> [Set task 1] From the review of The Trip to Italy, translate this sentence into Spanish: "The movie did surprisingly well in the States, amassing a cult following and becoming a popular rental on Netflix."
> [Set task 2] In the records, take the lines between the one holding "Game engine object recognition — detect brown" and the one holding "220, 120, 249, 157", inclusive, and write every one of them out again. Multiply each box coordinate by 1.5 and round it to a whole number, with halves going up.

** Start of Source document **

The Trip to Italy


Behind Brydon and Coogan, things get a little less clear.

Behind Brydon and Coogan, things get a little less clear.

(2014) Comedy (IFC) Steve Coogan, Rob Brydon, Claire Keelan, Marta Barrio, Rosie Fellner, Timothy Leach, Ronni Ancona, Rebecca Johnson, Alba Foncuberta, Flora Villani. Directed by Michael Winterbottom

Florida Film Festival 2014

Some may remember the 2010 British road trip comedy The Trip with British comedians Steve Coogan and Rob Brydon playing fictionalized versions of themselves going to the North of England to review fine dining restaurants for a newspaper. The two comedians got to riff with one another and trade impressions, check out locations made famous by poets William Wordsworth and Samuel Taylor Coleridge and take stock of their careers and lives. The movie did surprisingly well in the States, amassing a cult following and becoming a popular rental on Netflix.

Now it’s time for the sequel and as we all know the sequel is supposed to be bigger, better and more of the same things that made the first film successful. This particular sequel adheres to that formula and does it well enough to make that rarest of the rare – a sequel that surpasses its original.

This time, it is Brydon – the happily married man – who is given the assignment to write restaurant reviews but this time it’s not the North of England but the Amalfi coast of Italy that is the destination and it is Coogan, whose American television show that he had accepted at the conclusion of the first movie has just been canceled, as the plus one.

The roles are somewhat reversed as Brydon, whose marriage seems to have lost its spark, flirts and at last has an affair with a pretty boat captain (Fellner) while Coogan goes all-out to reconnect with his son (Leach) whom he has rescued from a “boring Ibiza trip.” Yeah, we all know those endless discos and beach days can be a drag.

Like the first movie, the two comedians display dueling celebrity impressions, trade zingers and follow English romantic poets (in this case Shelley and Keats) while sampling gourmet food (with plenty of food porn shots) and seemingly ignoring the grand vistas of the Amalfi coast. Winterbottom makes sure that there are plenty of homages to Hollywood classics from the Mini-Cooper that the two men rent (from the original The Italian Job) to the spectacular cliffside Casa Malaparte that Godard used to such great effect in Contempt to the Camparian villa where John Huston and Humphrey Bogart shot parts of Beat the Devil.

** End of Source document **
** Start of The data **

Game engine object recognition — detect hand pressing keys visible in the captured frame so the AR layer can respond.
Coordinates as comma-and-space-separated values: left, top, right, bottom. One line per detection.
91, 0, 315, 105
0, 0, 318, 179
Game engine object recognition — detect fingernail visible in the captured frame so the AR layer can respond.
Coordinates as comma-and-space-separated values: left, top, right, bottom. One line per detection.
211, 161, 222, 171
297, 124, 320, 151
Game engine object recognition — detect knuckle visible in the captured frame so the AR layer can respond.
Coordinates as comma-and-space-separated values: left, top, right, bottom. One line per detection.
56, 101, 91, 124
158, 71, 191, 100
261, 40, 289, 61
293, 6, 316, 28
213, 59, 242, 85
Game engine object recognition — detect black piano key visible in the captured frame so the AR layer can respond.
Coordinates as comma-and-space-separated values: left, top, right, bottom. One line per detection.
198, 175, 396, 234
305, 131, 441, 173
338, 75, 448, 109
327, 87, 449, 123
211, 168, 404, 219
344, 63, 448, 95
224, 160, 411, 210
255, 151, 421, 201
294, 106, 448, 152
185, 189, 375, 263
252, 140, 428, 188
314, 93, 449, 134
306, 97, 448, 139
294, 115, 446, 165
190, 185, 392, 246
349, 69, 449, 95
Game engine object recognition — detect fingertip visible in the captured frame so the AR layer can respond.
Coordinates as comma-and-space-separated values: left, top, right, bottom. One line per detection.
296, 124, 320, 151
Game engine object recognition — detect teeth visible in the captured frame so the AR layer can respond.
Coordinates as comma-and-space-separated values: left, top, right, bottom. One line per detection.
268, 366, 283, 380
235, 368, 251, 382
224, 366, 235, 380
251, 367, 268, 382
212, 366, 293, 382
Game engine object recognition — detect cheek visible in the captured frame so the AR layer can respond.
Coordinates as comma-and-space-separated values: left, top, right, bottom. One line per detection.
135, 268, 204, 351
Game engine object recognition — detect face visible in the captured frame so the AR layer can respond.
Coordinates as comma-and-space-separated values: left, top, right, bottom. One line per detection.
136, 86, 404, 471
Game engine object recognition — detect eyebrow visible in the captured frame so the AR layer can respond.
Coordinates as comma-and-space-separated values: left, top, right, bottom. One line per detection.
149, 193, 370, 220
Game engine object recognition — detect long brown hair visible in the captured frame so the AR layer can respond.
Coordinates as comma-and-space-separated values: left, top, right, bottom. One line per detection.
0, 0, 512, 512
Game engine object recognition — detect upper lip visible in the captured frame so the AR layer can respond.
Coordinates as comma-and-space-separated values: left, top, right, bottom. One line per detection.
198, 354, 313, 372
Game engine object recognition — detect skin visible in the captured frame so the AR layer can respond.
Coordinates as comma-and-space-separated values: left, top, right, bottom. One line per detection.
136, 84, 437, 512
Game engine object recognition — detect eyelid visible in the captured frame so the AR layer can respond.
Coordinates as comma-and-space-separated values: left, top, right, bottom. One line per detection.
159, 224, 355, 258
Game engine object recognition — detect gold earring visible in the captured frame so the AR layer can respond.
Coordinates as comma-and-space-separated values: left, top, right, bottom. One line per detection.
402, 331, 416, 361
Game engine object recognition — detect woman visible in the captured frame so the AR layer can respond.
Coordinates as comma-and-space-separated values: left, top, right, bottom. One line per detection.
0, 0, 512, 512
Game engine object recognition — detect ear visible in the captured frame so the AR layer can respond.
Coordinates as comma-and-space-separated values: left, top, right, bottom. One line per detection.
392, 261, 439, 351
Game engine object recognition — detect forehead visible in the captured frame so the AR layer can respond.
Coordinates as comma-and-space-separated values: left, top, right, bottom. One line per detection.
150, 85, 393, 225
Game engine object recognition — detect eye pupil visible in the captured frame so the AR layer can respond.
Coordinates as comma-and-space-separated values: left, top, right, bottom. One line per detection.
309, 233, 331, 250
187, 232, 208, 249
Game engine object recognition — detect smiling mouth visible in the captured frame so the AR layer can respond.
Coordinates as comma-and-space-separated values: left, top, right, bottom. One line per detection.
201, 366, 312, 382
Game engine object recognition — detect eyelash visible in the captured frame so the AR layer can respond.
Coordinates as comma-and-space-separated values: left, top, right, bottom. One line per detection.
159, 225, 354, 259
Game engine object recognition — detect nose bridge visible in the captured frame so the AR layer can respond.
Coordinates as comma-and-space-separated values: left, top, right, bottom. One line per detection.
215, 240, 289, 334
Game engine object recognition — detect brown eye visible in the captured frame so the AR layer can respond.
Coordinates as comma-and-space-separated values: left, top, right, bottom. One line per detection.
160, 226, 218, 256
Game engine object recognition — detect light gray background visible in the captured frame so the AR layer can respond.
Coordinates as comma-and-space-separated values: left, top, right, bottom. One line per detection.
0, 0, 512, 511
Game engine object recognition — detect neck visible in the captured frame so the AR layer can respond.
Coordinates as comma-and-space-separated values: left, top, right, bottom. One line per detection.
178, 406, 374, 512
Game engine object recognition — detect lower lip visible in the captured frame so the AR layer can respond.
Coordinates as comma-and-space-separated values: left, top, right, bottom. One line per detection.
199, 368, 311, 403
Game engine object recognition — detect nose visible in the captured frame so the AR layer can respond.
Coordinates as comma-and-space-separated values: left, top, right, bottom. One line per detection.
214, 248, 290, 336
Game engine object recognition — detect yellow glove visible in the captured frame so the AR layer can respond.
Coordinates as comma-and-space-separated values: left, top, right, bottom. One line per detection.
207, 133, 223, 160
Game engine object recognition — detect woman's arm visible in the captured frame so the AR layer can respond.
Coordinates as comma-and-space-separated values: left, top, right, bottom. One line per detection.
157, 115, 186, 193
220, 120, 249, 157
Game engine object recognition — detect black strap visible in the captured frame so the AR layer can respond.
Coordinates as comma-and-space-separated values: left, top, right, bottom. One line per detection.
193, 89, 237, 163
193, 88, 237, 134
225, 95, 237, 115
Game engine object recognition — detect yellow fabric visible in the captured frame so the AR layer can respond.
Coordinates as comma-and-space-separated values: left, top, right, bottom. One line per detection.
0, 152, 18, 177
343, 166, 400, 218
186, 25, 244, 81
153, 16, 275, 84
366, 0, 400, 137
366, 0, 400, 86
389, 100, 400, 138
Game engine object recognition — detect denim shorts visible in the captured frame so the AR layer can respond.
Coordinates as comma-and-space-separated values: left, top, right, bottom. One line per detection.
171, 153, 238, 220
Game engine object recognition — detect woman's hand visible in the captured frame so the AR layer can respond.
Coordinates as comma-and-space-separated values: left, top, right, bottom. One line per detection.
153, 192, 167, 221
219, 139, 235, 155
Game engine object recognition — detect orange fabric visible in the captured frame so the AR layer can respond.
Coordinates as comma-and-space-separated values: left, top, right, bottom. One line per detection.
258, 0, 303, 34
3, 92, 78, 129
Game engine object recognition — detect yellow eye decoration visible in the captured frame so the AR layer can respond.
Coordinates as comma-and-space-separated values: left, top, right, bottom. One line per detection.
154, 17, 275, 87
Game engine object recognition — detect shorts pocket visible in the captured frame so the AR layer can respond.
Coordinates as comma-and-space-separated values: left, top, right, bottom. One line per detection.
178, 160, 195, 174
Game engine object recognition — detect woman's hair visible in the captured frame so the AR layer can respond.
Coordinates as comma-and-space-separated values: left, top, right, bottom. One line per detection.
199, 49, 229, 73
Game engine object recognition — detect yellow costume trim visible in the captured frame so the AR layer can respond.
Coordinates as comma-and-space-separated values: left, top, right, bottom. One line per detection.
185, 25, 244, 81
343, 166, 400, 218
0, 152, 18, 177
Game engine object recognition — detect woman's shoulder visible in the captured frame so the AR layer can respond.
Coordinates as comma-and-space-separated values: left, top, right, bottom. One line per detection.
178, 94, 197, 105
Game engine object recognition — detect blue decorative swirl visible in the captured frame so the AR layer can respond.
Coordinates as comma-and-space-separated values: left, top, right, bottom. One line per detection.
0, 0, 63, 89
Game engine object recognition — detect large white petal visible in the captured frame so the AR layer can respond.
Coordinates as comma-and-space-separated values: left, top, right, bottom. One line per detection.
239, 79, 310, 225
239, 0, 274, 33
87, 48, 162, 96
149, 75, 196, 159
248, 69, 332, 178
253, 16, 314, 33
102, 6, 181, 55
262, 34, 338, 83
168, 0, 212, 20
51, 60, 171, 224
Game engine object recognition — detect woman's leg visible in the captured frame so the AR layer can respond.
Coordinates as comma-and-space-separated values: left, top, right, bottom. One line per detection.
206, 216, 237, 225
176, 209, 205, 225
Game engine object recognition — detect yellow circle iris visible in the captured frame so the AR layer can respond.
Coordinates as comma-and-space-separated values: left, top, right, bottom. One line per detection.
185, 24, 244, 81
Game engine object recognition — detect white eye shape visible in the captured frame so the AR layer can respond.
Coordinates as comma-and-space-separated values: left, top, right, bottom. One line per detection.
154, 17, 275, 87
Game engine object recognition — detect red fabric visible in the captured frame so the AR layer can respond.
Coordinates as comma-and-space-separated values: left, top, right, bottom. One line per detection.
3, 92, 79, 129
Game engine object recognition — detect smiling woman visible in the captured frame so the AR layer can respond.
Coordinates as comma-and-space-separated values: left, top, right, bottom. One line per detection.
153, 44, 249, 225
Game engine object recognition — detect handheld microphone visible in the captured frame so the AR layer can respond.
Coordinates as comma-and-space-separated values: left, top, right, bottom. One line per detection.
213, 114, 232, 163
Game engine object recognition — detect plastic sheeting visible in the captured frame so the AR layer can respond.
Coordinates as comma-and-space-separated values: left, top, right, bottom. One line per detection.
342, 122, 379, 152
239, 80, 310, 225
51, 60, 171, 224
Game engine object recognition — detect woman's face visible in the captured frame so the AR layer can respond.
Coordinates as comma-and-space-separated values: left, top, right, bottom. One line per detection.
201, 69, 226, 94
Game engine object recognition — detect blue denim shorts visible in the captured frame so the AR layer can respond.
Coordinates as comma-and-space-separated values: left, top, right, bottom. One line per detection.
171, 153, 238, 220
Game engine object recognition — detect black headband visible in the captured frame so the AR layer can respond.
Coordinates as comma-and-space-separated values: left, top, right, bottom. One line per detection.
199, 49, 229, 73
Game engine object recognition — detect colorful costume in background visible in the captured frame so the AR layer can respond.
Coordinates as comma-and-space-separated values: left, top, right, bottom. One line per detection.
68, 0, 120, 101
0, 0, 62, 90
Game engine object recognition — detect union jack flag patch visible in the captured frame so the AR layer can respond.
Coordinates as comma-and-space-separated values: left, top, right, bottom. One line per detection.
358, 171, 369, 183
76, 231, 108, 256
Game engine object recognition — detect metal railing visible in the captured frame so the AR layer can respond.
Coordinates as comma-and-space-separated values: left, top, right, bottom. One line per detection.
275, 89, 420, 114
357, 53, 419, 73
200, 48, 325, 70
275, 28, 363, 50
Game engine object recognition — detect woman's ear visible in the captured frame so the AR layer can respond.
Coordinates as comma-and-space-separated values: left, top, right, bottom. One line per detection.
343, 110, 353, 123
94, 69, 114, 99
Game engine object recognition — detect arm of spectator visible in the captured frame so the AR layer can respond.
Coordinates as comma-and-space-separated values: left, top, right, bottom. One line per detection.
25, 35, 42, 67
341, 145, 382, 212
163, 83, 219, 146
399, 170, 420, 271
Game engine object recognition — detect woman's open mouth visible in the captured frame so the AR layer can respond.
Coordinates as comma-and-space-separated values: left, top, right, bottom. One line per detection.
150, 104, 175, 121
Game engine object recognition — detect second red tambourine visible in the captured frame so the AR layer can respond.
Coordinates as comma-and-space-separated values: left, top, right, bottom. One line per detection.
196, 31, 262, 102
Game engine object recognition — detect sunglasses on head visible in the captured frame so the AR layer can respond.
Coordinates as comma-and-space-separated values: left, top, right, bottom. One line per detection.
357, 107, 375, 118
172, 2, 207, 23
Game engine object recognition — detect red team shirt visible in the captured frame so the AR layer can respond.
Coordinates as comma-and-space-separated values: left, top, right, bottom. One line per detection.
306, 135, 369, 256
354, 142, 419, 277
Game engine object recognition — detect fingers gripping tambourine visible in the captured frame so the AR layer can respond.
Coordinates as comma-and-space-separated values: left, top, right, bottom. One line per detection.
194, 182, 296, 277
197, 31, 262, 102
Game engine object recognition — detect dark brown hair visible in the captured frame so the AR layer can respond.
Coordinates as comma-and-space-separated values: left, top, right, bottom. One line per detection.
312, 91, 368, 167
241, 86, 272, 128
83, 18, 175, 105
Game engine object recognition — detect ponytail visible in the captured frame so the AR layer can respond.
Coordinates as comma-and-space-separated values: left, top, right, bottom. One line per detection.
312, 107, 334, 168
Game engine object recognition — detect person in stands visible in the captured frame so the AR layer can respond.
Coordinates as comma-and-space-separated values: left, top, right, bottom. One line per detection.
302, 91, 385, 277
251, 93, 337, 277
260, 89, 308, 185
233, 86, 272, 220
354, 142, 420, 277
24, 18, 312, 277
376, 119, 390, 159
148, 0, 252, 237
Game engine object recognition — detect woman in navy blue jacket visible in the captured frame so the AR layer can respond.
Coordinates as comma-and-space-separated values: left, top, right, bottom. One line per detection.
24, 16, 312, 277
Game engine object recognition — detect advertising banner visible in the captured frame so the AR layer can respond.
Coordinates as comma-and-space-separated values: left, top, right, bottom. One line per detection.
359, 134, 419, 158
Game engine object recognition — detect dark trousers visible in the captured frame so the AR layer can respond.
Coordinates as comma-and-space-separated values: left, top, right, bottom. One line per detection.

** End of The data **

> [Expected output 1] La película tuvo un éxito sorprendente en Estados Unidos, donde se ganó un público de culto y se convirtió en un alquiler popular en Netflix.

> [Expected output 2]
Game engine object recognition — detect brown eye visible in the captured frame so the AR layer can respond.
Coordinates as comma-and-space-separated values: left, top, right, bottom. One line per detection.
240, 339, 327, 384
Game engine object recognition — detect light gray background visible in the captured frame so the AR layer can respond.
Coordinates as comma-and-space-separated values: left, top, right, bottom. One line per detection.
0, 0, 768, 767
Game engine object recognition — detect neck visible in the captured frame so the AR layer can respond.
Coordinates as comma-and-space-separated values: left, top, right, bottom. One line per detection.
267, 609, 561, 768
Game engine object recognition — detect lower lip visible in the captured frame so the AR layer can respond.
Coordinates as comma-and-space-separated values: left, top, right, bottom. One line per detection.
299, 552, 467, 605
Game engine object recognition — detect nose visible in the captured frame so the AR layer can respond.
Coordinates as comma-and-space-separated values: left, top, right, bottom. One line per detection.
321, 372, 435, 504
Game engine object recognition — detect yellow glove visible in the captured frame so the AR layer can respond.
Coordinates as comma-and-space-separated values: left, top, right, bottom. One line per detection.
311, 200, 335, 240
Game engine object recognition — detect woman's arm visible in the captured frame so the AR layer can respond.
Coordinates as comma-and-space-separated values: left, top, right, bottom. One line per detection.
236, 173, 279, 290
330, 180, 374, 236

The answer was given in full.